## Required action
Search the records for the string "concrete". Copy each line where it occurs.

Point-per-instance localization data:
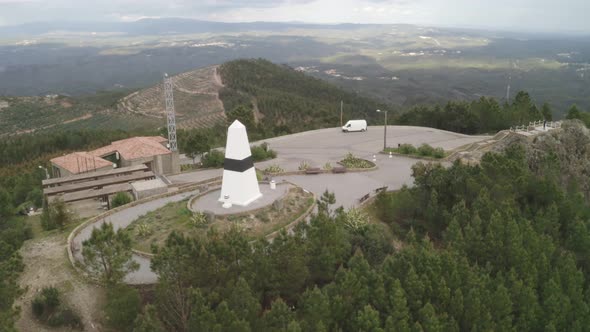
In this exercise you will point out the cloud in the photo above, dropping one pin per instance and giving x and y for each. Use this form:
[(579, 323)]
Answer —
[(546, 15)]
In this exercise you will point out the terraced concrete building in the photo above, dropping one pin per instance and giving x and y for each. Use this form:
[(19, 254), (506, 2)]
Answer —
[(151, 151)]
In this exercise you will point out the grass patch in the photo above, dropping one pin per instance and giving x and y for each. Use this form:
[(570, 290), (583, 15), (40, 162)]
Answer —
[(423, 150), (154, 227), (350, 161)]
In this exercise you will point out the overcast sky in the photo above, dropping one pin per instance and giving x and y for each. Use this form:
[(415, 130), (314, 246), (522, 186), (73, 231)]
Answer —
[(530, 15)]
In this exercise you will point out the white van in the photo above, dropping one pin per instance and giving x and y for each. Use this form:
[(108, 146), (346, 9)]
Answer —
[(355, 125)]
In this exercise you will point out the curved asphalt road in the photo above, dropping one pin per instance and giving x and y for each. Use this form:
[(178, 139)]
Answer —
[(315, 147)]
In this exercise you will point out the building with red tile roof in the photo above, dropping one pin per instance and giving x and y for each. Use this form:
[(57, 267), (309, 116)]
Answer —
[(148, 150)]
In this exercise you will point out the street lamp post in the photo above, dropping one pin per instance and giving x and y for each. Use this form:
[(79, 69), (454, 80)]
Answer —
[(384, 130), (46, 172)]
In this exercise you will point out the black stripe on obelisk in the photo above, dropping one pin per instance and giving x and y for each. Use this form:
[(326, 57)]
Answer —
[(238, 165)]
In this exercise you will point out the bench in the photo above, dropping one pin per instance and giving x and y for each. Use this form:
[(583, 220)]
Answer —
[(313, 170), (339, 169)]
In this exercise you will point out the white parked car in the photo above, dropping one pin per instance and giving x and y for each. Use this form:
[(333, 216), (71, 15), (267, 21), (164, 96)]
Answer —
[(355, 125)]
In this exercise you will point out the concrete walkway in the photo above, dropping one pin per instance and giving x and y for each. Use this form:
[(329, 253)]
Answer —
[(317, 148)]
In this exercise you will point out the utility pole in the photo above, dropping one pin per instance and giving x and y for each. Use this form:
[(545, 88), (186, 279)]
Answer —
[(341, 104)]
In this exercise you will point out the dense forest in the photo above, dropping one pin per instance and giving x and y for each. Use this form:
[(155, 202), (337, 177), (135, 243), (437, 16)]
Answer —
[(499, 246), (485, 115), (286, 101)]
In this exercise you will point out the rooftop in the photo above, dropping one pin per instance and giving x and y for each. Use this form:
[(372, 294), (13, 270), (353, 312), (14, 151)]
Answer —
[(135, 147), (80, 162)]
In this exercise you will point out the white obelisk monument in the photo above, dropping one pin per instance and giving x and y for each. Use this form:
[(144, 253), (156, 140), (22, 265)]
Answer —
[(239, 185)]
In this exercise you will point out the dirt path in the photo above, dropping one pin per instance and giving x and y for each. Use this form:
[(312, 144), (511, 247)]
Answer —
[(46, 264)]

## Result
In this exercise you will point out the terraced concrete building in the photo above, dropping one pin per instance and giving x and y for each. Use this form:
In this exercise you will point out the concrete walkway in the photo above, dropping one pin per instance and giving x and y for each. Use this form:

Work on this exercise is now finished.